(Stored items)
━━━━━━━━━━━━━━━━

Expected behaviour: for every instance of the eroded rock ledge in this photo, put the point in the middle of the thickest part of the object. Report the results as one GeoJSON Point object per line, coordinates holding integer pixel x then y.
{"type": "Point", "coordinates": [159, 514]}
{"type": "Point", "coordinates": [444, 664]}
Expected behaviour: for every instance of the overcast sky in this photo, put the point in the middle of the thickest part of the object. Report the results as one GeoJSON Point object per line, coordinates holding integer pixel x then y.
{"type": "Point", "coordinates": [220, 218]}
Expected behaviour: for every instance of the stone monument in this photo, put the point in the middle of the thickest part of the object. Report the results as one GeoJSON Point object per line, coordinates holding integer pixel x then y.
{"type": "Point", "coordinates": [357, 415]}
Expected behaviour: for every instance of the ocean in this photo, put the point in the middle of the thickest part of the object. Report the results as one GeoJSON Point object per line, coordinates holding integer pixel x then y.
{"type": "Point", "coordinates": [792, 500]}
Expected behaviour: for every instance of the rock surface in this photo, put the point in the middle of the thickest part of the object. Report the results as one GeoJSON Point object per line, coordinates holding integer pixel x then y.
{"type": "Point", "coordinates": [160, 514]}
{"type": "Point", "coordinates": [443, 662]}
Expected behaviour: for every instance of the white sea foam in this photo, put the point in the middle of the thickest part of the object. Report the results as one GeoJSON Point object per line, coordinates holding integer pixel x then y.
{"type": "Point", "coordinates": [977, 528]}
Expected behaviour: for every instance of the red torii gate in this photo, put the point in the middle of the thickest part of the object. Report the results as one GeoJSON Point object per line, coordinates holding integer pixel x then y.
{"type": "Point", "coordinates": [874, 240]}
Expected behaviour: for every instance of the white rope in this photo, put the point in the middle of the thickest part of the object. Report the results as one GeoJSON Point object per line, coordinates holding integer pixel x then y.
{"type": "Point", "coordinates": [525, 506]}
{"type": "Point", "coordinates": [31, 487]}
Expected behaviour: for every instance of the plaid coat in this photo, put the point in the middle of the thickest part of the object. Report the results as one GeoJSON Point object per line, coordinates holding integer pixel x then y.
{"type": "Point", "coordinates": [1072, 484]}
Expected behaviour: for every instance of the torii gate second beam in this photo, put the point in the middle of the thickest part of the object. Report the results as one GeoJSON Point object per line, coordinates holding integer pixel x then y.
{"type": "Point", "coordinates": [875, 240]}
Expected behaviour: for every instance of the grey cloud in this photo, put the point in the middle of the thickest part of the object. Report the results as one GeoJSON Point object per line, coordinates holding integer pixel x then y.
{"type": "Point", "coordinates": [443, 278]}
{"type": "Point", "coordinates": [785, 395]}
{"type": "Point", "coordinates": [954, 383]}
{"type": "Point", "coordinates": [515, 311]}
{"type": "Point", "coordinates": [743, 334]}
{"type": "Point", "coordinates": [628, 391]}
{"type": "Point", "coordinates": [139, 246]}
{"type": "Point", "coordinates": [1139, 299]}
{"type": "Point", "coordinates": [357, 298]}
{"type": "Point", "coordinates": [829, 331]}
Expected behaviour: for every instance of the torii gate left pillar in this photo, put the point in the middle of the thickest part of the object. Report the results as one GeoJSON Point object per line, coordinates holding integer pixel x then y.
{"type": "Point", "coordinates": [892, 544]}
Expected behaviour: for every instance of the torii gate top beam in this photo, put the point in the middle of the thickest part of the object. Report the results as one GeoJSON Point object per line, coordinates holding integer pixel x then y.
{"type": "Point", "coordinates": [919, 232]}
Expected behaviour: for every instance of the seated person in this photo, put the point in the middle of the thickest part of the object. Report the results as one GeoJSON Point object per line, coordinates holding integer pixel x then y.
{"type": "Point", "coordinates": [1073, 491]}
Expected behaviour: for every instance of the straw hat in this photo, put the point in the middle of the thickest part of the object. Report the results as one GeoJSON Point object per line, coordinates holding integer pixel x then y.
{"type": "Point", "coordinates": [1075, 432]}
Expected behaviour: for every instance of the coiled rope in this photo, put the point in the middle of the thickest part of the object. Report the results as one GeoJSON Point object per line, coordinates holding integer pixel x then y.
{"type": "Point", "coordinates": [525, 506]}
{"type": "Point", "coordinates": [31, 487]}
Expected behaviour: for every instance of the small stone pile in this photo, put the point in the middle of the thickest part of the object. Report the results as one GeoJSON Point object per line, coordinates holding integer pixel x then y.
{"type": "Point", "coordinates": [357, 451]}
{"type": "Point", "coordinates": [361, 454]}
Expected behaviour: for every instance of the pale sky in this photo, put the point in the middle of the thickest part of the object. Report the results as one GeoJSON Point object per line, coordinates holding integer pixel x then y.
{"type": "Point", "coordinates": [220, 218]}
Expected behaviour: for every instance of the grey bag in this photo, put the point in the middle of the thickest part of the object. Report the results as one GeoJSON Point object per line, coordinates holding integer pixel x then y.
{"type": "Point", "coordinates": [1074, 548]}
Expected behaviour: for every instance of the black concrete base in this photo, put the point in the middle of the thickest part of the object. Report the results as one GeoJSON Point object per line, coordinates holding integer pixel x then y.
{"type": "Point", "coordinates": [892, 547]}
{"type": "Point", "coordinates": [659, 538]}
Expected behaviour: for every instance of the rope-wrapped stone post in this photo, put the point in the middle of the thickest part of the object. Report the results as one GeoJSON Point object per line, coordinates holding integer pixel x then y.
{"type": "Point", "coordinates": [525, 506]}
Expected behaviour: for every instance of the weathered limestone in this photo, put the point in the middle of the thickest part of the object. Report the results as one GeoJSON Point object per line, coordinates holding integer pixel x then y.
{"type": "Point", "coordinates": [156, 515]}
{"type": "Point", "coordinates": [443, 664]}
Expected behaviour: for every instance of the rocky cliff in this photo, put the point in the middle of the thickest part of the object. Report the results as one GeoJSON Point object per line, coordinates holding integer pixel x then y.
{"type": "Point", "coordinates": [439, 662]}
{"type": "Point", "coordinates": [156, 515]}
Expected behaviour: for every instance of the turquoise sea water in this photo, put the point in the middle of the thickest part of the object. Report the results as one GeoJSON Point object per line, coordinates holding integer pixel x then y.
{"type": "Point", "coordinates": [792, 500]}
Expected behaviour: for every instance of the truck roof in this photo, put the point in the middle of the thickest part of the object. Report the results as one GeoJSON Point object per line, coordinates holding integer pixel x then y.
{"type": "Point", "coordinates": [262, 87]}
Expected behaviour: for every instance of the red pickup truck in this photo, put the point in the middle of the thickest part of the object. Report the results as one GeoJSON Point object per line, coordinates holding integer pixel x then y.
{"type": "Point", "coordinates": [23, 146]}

━━━━━━━━━━━━━━━━

AIM OF THE EXERCISE: Could you recast the items from the line with "Expected behaviour: for every instance of the rocky" through the end of the items as a two-column CSV with the columns text and answer? Use one row per item, put each value in a single quoted field, and replace any line breaks with spaces.

RESULT FOR THIS EXERCISE:
text,answer
"Expected behaviour: for every instance of the rocky cliff in this photo, put the point in the middle of the thickest part of the object. Report the results as one GeoJSON Point object per line, coordinates holding integer pixel x then y.","{""type"": ""Point"", ""coordinates"": [439, 662]} {""type"": ""Point"", ""coordinates"": [156, 515]}"
"Expected behaviour: for every instance of the turquoise sea water in this photo, put the point in the middle of the thickest part of the object. Report the results as one GeoJSON Point object per line, coordinates holding integer pixel x then y.","{""type"": ""Point"", ""coordinates"": [792, 500]}"
"Expected behaviour: for every instance of the truck roof in this photo, put the point in the middle of the thickest part of the object. Report the results as one GeoJSON Point object per line, coordinates holding integer pixel x then y.","{""type"": ""Point"", ""coordinates"": [262, 87]}"
"Expected behaviour: for every instance of the red pickup truck in this photo, put the point in the middle of the thickest part of the object. Report the results as one GeoJSON Point object per line, coordinates holding integer pixel x then y.","{""type"": ""Point"", ""coordinates"": [23, 146]}"